» **Supplied data**:
┏━━

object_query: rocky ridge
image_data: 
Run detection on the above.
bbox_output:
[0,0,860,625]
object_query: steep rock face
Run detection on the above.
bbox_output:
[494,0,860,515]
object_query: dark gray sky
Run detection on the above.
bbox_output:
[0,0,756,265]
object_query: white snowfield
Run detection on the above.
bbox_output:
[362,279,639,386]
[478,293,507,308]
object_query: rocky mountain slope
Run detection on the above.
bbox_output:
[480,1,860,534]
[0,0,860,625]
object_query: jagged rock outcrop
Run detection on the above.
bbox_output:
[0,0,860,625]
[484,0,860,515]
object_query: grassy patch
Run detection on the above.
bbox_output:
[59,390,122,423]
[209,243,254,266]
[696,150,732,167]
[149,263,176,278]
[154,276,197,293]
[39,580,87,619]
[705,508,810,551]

┗━━
┏━━

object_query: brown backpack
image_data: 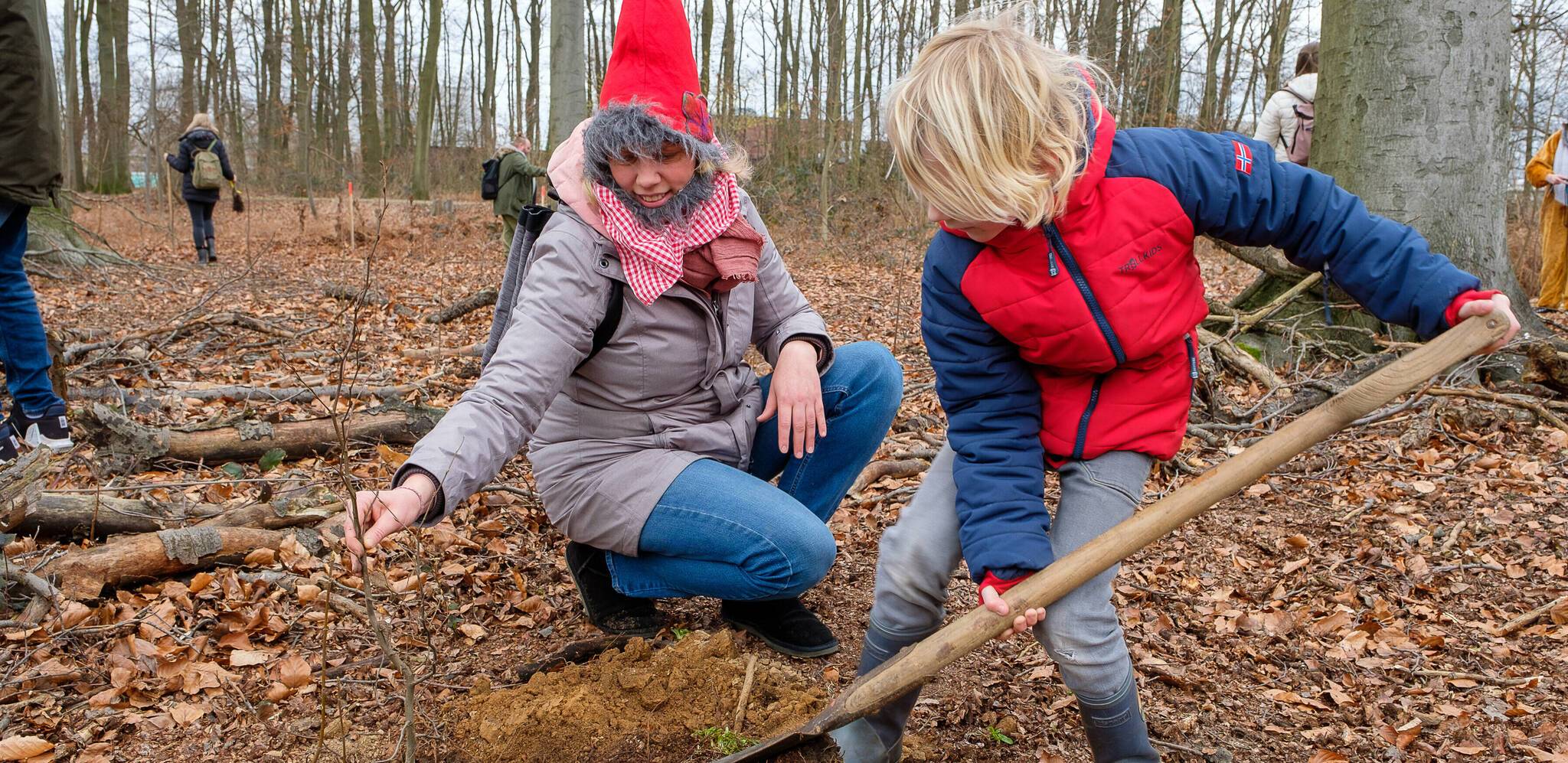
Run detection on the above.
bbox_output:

┗━━

» **Prompt**: Write out, word for word, the lines of the items above that begin at the line containing "object_query: jagged rock outcrop" and end at the line containing "[484,0,860,515]", including both of those lines.

» **Answer to this task**:
object_query: jagged rock outcrop
Run detection on the above.
bbox_output:
[0,0,860,625]
[484,0,860,515]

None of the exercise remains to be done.